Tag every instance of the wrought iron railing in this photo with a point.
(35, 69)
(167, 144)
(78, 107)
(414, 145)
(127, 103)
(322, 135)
______
• **WORK TO COMPLETE**
Can you edit the records above so that "wrought iron railing" reads "metal fence", with everything else left unchanged?

• **EXERCISE RESPONSE**
Tag every instance of the metal fence in this photo with a point.
(35, 69)
(167, 144)
(78, 107)
(414, 145)
(127, 103)
(322, 135)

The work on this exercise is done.